Region pointing data
▬▬▬

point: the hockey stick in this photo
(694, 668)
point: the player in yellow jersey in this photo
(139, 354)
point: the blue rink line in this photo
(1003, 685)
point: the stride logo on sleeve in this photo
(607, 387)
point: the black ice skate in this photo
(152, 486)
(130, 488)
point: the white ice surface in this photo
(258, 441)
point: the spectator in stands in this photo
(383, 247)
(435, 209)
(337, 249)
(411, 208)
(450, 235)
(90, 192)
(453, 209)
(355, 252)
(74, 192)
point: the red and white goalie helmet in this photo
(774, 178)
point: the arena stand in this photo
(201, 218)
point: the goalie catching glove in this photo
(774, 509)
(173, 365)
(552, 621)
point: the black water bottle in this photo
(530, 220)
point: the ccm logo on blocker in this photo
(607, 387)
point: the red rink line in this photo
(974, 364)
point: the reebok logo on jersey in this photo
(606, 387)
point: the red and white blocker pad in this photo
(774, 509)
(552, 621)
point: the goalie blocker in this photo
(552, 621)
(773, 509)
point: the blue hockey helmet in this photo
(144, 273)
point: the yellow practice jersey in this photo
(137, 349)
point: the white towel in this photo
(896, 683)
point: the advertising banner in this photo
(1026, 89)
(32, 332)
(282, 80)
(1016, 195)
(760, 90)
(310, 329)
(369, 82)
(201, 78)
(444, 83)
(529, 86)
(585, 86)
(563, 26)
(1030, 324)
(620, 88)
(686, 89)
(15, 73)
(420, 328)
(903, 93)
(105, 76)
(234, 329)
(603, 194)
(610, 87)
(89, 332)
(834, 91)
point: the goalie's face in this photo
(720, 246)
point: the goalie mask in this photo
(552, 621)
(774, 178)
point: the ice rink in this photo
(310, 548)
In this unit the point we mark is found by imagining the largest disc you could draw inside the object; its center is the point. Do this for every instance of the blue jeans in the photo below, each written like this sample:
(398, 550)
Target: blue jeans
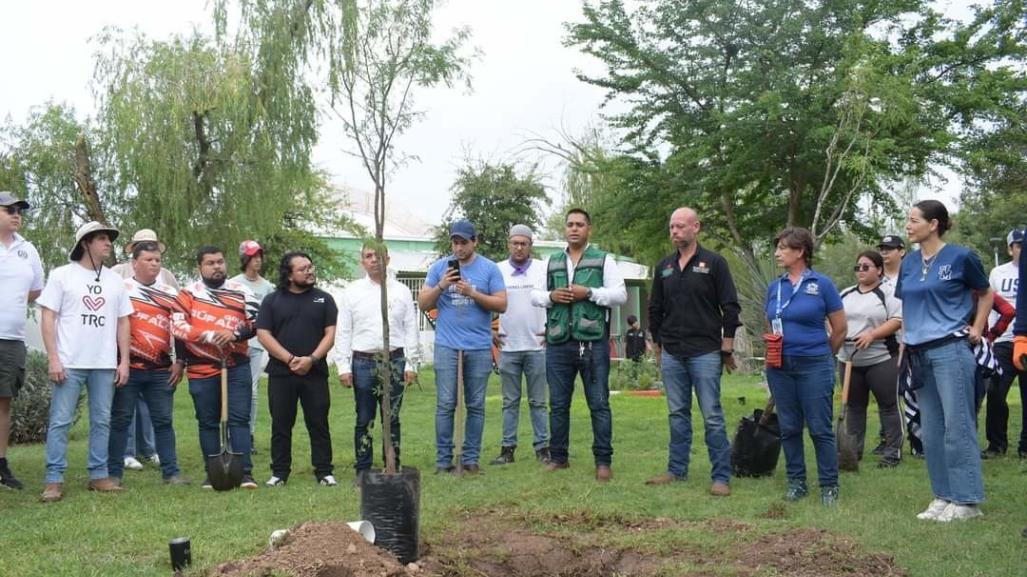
(100, 384)
(206, 400)
(948, 424)
(532, 366)
(367, 392)
(680, 377)
(159, 396)
(563, 363)
(803, 389)
(140, 434)
(477, 367)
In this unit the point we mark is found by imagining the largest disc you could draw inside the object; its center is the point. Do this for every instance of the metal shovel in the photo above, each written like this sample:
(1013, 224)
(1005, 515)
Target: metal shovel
(225, 468)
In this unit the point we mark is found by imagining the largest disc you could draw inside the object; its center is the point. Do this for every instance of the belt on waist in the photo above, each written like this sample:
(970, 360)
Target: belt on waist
(397, 353)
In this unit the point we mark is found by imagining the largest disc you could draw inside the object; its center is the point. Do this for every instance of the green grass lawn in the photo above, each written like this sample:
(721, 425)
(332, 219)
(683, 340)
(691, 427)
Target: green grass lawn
(127, 534)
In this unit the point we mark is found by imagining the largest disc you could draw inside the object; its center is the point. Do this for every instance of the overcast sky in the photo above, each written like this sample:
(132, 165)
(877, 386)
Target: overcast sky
(523, 84)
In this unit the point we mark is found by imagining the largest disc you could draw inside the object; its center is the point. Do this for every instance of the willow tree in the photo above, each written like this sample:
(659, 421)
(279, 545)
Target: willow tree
(204, 148)
(374, 54)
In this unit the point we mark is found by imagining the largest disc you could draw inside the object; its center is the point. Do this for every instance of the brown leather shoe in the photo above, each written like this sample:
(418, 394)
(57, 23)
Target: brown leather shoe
(666, 478)
(106, 485)
(52, 493)
(720, 489)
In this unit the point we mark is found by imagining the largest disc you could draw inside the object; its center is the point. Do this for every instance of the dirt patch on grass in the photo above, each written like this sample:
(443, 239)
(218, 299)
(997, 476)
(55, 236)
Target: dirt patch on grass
(317, 549)
(494, 543)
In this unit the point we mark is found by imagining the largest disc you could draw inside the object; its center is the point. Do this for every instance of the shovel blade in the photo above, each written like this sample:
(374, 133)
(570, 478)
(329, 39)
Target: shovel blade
(225, 470)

▬▬▬

## What the task asks
Only the text of the entries above is to be given again, exactly, with the pictures left out.

## Final answer
point: the hockey stick in this photo
(694, 668)
point: the player in yellow jersey in this photo
(139, 354)
point: the blue rink line in this photo
(1003, 685)
point: the stride logo on sleeve in this photo
(607, 387)
point: the black ice skate in this photo
(152, 486)
(130, 488)
point: the white ice surface in this photo
(258, 441)
point: the spectator in stands in this photo
(383, 247)
(435, 209)
(337, 249)
(411, 208)
(450, 235)
(90, 192)
(453, 209)
(355, 252)
(74, 192)
point: the red and white goalie helmet in this photo
(774, 178)
point: the arena stand in this photo
(201, 218)
point: the goalie catching glove in this photo
(774, 509)
(173, 365)
(552, 621)
point: the black water bottle in this photo
(530, 220)
point: the ccm logo on blocker in this photo
(607, 387)
point: the red rink line in this photo
(974, 364)
point: the reebok logo on jersey in this photo
(606, 387)
point: the red and white blocker pad in this photo
(774, 509)
(552, 621)
point: the goalie blocker in this photo
(552, 621)
(773, 509)
point: the blue hockey helmet in this photo
(144, 273)
point: the yellow practice jersey in this photo
(137, 349)
point: the white towel in this photo
(896, 683)
point: the advertising banner in this photo
(1026, 89)
(32, 332)
(282, 80)
(1016, 195)
(760, 90)
(310, 329)
(369, 82)
(201, 78)
(444, 83)
(529, 86)
(585, 86)
(563, 26)
(1030, 324)
(620, 88)
(686, 89)
(15, 73)
(420, 328)
(903, 93)
(105, 76)
(234, 329)
(603, 194)
(610, 87)
(89, 332)
(834, 91)
point: the goalie's face in this photo
(720, 246)
point: the goalie mask in this photo
(552, 621)
(774, 178)
point: the ice rink in this photo
(310, 548)
In this unit the point we mark is found by imagining the largest disc you could draw inside the object; its center is the point. Do this for every instance of the blue jeans in the photo below, each written like this sample:
(398, 550)
Target: blue jeans
(100, 384)
(206, 400)
(948, 424)
(532, 366)
(367, 392)
(680, 377)
(159, 396)
(563, 363)
(803, 389)
(140, 434)
(477, 367)
In this unit the point we mark is found by imagining the largest disc you could draw inside the object; its center is the point. Do this for every instance of the metal shovel in the photo above, each written like this sample:
(1013, 224)
(1005, 515)
Target: metal shovel
(225, 468)
In this unit the point we mark is found by imagining the largest disc you could draw inside the object; its center is the point. Do this for every instance of the belt on waist in the photo above, each written like this sample:
(970, 360)
Target: belt on waist
(397, 353)
In this unit the point we mark is found by imagining the largest disc you could draw inside the object; its center is the point. Do this for every instance of the green grass lawn in the photo above, each written like this sample:
(721, 425)
(332, 219)
(683, 340)
(691, 427)
Target: green grass lawn
(127, 534)
In this unit the point we mark is found by imagining the largest disc you could draw inside the object; its center is the point. Do this for every instance of the overcast sky in the photo above, each written like this sample:
(132, 165)
(877, 386)
Target: overcast sky
(523, 84)
In this unit the point we mark is found by imagining the largest disc you could draw inside the object; its center is the point. Do this for every instance of the willow tree in the photo above, each written like this sample:
(659, 421)
(279, 545)
Target: willow tree
(204, 148)
(374, 54)
In this unit the point we mark is found by imagining the largest disc you could draw inside the object; its center is the point. Do this for every instance of the brown leather shoe in the photo above, each written like this sample:
(418, 394)
(57, 23)
Target: brown leather shoe
(666, 478)
(106, 485)
(52, 493)
(720, 489)
In this unit the point we mark is found by imagining the largest disc you could draw inside the object; its center is the point. Do this for every instance of the dirt patch on grass in the photo above, each written like this sample:
(443, 239)
(218, 299)
(997, 476)
(55, 236)
Target: dirt patch on grass
(317, 549)
(494, 543)
In this unit the point we mark is found by imagining the largest disc you could draw inside the object; its center is the point. Do this for every instance of the shovel blade in the photo above, each written like this sample:
(374, 133)
(570, 478)
(329, 39)
Target: shovel blade
(225, 470)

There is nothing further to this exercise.